● **TASK GOAL**
Output the records. Match them exactly.

--------

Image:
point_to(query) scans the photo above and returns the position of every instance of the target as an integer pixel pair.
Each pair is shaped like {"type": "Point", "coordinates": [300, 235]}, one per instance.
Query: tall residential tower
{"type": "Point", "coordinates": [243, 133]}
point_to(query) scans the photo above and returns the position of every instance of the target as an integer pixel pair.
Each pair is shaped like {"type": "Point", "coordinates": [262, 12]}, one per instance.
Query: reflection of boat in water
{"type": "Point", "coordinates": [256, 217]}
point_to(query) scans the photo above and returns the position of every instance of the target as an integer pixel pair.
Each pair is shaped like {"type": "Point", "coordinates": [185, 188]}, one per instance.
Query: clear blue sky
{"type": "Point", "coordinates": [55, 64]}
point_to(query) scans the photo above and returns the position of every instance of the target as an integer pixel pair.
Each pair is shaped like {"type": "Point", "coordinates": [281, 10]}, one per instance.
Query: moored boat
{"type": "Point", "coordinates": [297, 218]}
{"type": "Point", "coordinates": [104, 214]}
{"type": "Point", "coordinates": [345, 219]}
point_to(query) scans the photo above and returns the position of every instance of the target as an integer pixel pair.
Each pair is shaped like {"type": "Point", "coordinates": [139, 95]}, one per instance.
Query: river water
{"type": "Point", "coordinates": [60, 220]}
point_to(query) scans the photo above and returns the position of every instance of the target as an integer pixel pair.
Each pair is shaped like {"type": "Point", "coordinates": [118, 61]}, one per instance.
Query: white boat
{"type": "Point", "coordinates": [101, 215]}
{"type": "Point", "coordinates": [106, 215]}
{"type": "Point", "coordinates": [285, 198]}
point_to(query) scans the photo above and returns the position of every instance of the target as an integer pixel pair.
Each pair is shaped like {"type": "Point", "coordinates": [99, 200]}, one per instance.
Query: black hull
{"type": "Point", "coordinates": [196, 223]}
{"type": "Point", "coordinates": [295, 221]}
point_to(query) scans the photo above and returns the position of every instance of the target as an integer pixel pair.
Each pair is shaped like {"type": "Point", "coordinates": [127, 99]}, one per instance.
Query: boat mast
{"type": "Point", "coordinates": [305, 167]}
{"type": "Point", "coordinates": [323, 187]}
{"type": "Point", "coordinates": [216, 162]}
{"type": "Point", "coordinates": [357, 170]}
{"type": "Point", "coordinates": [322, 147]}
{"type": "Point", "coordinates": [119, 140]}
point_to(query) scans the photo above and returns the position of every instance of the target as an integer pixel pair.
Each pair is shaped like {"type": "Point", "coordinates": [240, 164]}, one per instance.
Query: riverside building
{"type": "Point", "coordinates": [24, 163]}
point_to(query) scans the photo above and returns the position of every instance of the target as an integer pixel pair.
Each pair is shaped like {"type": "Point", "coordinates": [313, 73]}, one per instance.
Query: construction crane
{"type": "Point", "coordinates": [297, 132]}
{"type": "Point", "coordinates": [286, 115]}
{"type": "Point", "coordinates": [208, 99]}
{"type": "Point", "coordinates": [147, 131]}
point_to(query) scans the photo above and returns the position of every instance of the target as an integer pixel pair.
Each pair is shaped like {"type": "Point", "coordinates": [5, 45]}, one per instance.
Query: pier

--------

● **SOLUTION TO THIS EXERCISE**
Image:
point_to(query) scans the photo above and returns the position of every instance of the target as an integer pixel pair.
Each pair is shaped like {"type": "Point", "coordinates": [300, 235]}, one per instance.
Query: tall residential tower
{"type": "Point", "coordinates": [243, 133]}
point_to(query) scans the photo above and returns the position of every instance of the target as an integer pixel pair.
Each pair is shaped like {"type": "Point", "coordinates": [262, 12]}, one per instance.
Query: reflection of boat in water
{"type": "Point", "coordinates": [256, 217]}
point_to(query) scans the photo above and returns the position of every instance of the target as an integer pixel pair.
Each pair is shaped like {"type": "Point", "coordinates": [185, 188]}, one per instance.
Query: clear blue sky
{"type": "Point", "coordinates": [55, 64]}
point_to(query) scans the photo above and returns the position of every instance of the target as an integer pixel pair.
Each pair is shaped like {"type": "Point", "coordinates": [281, 10]}, one per instance.
Query: moored boat
{"type": "Point", "coordinates": [297, 218]}
{"type": "Point", "coordinates": [104, 214]}
{"type": "Point", "coordinates": [345, 219]}
point_to(query) scans the photo above and returns the position of every instance of the target as an integer pixel pair.
Each pair is shaped like {"type": "Point", "coordinates": [139, 95]}, one per instance.
Query: river water
{"type": "Point", "coordinates": [60, 220]}
point_to(query) scans the photo above and returns the position of every instance of the target as an integer pixel pair.
Each pair is shaped like {"type": "Point", "coordinates": [118, 61]}, one per instance.
Query: white boat
{"type": "Point", "coordinates": [101, 215]}
{"type": "Point", "coordinates": [106, 215]}
{"type": "Point", "coordinates": [285, 198]}
point_to(query) scans the photo above and returns the position of every instance of the target as an integer pixel pair.
Each pair is shaped like {"type": "Point", "coordinates": [99, 200]}, one per instance.
Query: black hull
{"type": "Point", "coordinates": [196, 223]}
{"type": "Point", "coordinates": [295, 221]}
point_to(query) scans the photo above and returns the position of every instance of the target as an integer pixel pair.
Each pair is shaped like {"type": "Point", "coordinates": [127, 99]}, one per instance.
Query: boat mast
{"type": "Point", "coordinates": [305, 167]}
{"type": "Point", "coordinates": [323, 187]}
{"type": "Point", "coordinates": [216, 162]}
{"type": "Point", "coordinates": [357, 170]}
{"type": "Point", "coordinates": [322, 147]}
{"type": "Point", "coordinates": [119, 140]}
point_to(query) scans the photo above and returns the position of every instance of the target as an integer pixel pair.
Each pair is shaped like {"type": "Point", "coordinates": [240, 164]}, one per instance.
Query: riverside building
{"type": "Point", "coordinates": [24, 163]}
point_to(query) scans the photo above and returns the position of every instance of the target as an integer pixel pair.
Each pair is shaped like {"type": "Point", "coordinates": [313, 73]}, one per instance.
Query: construction crane
{"type": "Point", "coordinates": [297, 132]}
{"type": "Point", "coordinates": [286, 115]}
{"type": "Point", "coordinates": [208, 99]}
{"type": "Point", "coordinates": [147, 131]}
point_to(query) scans the photo above and returns the position of every instance of the target as an integer pixel pair.
Each pair is shaped like {"type": "Point", "coordinates": [5, 45]}, one per instance.
Query: pier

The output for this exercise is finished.